> [DIRECTIVE]
The records below must be output exactly, without pictures.

> [PROVIDED DATA]
START
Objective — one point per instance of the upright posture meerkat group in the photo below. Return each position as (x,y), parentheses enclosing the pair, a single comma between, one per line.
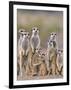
(33,59)
(35,39)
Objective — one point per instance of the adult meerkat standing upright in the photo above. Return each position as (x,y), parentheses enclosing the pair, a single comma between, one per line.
(19,48)
(35,39)
(25,42)
(60,62)
(52,38)
(52,56)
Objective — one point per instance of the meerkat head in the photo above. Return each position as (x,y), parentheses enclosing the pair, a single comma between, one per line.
(35,31)
(60,52)
(53,35)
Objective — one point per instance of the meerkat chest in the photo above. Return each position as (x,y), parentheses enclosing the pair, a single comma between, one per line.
(35,40)
(25,43)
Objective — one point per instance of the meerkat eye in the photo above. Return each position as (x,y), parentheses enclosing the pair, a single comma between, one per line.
(43,54)
(28,34)
(25,34)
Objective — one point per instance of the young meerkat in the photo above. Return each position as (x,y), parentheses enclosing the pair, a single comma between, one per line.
END
> [TASK SOLUTION]
Objective — one point per instance of the upright posture meerkat group in the photo below. Return each position as (x,y), parentheses enclosing the pair, a single comma between, one per line.
(33,59)
(35,39)
Objective — one point per instance of the adult meerkat standing upright in the photo above. Return each position as (x,y), parentheses enclosing the pair, a single comma between, one per line.
(19,48)
(35,39)
(25,42)
(60,62)
(52,38)
(52,56)
Objective — one point per instance of the meerkat head in the photo above. Return each position as (x,y), parentheses enclosing the pair, a single comma between, one per line.
(35,31)
(60,52)
(53,35)
Objective — one point per instance of the meerkat chest in the photo above. Return each position as (x,y), parentheses enclosing the pair, a single comma between, one per line.
(35,40)
(25,43)
Objective — one point per instance of the meerkat eye in the photo above. Return each position as (x,y), parentheses enclosing the pair, a single comma between, one per line.
(43,54)
(28,34)
(25,34)
Objective — one point per instance of the young meerkat in the photo above. Return each position as (x,y), parentheses enclosing the pair, a single comma between, one per line.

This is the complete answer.